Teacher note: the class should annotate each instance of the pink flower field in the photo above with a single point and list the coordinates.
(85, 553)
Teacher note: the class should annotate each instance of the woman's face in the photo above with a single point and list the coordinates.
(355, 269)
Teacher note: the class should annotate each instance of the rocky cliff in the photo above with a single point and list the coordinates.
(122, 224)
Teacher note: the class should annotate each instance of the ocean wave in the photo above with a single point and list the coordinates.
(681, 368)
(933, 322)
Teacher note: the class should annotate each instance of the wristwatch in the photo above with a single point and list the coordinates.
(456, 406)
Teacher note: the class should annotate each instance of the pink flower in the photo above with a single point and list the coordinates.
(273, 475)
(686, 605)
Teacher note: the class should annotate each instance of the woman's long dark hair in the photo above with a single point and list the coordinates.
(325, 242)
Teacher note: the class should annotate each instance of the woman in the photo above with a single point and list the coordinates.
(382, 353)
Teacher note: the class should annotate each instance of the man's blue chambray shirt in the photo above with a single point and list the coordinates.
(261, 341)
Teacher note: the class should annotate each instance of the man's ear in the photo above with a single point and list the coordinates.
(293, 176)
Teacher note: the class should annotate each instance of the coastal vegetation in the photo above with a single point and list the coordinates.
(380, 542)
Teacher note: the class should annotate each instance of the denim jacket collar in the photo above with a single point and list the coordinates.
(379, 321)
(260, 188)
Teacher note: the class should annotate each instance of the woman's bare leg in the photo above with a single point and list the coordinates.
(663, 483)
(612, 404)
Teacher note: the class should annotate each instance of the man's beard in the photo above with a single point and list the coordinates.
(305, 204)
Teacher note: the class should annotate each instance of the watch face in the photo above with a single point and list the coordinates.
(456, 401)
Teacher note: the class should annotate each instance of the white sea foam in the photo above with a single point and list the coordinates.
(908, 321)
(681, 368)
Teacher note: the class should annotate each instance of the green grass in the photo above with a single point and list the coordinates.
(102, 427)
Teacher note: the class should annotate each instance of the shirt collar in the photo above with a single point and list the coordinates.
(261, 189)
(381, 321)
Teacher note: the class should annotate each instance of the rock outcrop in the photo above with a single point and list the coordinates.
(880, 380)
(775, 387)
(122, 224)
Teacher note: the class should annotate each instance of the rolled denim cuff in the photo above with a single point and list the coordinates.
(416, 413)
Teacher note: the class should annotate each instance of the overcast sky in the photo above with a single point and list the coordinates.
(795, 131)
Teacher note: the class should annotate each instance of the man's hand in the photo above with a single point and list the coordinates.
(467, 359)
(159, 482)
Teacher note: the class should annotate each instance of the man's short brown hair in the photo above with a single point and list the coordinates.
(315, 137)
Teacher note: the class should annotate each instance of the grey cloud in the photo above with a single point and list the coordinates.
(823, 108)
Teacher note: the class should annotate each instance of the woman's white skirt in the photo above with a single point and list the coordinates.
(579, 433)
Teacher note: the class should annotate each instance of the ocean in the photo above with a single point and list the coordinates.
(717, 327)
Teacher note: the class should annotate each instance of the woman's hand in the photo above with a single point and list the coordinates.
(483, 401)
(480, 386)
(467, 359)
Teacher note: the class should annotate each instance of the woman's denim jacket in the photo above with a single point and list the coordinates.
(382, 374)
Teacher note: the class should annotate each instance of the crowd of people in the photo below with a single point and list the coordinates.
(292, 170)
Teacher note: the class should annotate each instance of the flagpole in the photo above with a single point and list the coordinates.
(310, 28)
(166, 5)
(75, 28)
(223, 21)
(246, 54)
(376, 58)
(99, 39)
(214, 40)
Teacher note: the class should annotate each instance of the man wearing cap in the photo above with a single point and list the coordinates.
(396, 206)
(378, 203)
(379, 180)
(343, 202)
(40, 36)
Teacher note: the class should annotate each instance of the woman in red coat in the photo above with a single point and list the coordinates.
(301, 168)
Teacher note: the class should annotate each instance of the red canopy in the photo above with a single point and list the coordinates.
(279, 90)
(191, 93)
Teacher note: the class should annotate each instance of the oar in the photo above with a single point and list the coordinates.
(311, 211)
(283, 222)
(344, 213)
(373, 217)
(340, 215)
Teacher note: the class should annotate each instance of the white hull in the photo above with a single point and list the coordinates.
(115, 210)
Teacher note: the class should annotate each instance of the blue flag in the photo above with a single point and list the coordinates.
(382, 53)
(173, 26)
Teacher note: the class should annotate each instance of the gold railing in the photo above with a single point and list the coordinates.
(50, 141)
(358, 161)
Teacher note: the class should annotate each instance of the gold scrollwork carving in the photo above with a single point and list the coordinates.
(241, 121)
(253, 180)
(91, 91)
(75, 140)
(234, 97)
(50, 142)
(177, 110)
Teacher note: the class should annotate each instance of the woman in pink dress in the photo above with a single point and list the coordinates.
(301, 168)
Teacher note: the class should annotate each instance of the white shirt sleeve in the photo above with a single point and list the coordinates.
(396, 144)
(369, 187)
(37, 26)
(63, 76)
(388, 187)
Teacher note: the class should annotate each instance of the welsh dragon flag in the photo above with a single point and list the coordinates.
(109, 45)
______________________________
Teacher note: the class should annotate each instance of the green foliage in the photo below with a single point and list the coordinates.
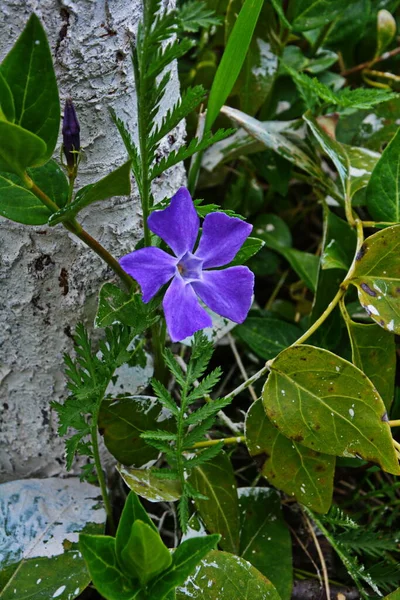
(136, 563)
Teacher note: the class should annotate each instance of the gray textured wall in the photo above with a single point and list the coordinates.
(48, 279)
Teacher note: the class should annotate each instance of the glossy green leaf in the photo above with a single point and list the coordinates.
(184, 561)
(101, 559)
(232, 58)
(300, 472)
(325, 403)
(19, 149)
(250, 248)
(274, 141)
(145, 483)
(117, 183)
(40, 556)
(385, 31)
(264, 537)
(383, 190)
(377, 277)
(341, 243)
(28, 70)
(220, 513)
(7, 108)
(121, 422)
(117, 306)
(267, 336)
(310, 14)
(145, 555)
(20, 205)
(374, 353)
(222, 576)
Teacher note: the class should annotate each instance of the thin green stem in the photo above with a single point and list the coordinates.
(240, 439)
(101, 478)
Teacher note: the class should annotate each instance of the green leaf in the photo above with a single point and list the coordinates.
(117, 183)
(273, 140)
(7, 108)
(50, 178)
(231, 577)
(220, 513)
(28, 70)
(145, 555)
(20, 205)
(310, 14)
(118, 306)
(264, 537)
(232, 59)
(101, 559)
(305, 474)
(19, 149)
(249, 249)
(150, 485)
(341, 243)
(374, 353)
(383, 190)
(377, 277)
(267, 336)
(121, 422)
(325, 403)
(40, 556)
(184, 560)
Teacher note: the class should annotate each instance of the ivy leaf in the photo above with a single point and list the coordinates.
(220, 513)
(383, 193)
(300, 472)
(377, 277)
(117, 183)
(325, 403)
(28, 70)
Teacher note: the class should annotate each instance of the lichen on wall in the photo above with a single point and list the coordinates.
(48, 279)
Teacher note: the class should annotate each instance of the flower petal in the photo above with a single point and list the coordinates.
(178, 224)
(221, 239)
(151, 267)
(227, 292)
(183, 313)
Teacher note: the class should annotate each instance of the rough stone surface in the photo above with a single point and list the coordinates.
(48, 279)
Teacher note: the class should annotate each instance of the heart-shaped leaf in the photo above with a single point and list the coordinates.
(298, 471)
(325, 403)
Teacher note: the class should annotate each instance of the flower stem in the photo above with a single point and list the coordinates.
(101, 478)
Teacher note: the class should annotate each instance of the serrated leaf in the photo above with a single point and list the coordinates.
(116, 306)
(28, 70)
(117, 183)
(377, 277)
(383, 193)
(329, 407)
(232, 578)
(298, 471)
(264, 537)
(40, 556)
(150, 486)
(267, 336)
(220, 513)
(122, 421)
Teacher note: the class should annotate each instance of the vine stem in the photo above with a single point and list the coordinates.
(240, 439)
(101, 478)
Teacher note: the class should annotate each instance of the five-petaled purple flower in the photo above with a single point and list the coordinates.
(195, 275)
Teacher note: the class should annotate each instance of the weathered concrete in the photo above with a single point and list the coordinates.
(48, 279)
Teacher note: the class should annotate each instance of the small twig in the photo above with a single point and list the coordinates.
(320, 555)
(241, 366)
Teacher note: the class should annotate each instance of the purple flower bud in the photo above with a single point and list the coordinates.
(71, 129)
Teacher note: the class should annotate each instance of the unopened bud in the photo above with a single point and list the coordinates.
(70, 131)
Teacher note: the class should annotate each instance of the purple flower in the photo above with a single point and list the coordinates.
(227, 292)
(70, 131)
______________________________
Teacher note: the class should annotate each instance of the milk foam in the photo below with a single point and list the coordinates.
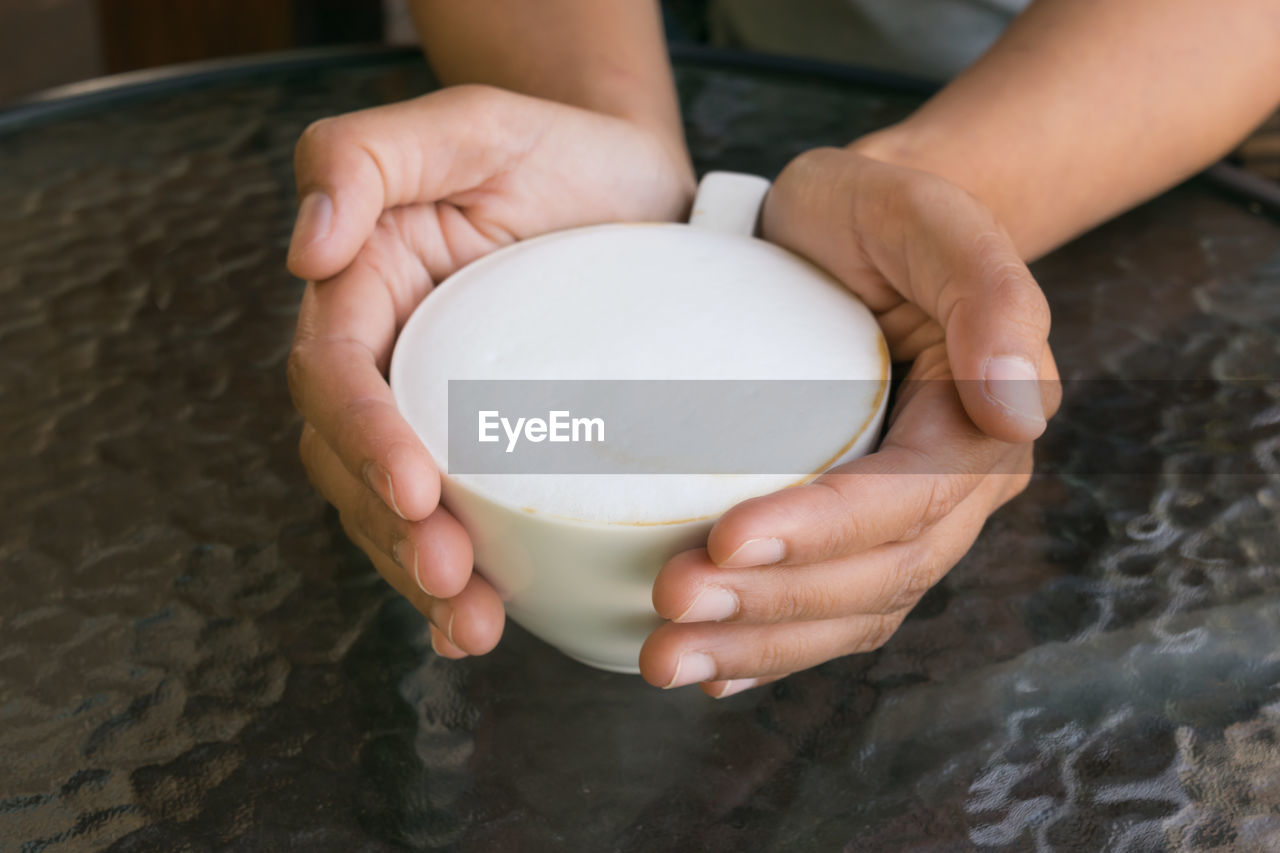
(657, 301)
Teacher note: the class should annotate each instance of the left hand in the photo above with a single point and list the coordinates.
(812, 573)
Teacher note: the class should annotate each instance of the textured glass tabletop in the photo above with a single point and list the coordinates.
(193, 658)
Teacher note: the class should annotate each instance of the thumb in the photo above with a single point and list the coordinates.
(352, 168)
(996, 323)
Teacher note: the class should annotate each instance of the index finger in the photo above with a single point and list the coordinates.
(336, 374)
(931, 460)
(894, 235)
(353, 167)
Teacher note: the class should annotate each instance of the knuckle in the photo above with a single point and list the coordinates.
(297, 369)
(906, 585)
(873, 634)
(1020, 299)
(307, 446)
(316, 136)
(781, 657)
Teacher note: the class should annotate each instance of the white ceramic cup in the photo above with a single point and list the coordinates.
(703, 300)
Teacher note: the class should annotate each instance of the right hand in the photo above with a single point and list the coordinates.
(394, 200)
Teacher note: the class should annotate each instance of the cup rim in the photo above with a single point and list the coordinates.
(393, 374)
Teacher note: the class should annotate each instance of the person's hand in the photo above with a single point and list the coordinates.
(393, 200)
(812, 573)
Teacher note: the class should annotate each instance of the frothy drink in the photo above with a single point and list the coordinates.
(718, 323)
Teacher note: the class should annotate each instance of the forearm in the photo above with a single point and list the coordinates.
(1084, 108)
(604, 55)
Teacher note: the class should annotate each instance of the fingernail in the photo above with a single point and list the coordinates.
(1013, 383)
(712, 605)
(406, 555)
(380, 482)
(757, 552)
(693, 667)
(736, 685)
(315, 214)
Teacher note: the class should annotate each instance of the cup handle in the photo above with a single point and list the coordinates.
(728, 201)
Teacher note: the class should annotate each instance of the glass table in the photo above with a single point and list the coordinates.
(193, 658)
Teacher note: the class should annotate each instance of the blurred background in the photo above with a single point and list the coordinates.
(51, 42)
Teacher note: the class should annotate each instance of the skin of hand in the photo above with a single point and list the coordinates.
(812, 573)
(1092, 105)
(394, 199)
______________________________
## SHORT PROBLEM
Locate every line in the records above that contains the word "ocean", and copy each of those lines in full. The match is case-sensitive.

## THE RESULT
Teacher note: the class should annotate each instance of the ocean wave in the photo above with a single point and list the coordinates.
Teacher note: the class should annotate each instance of the ocean in the photo above with a single point and list the coordinates.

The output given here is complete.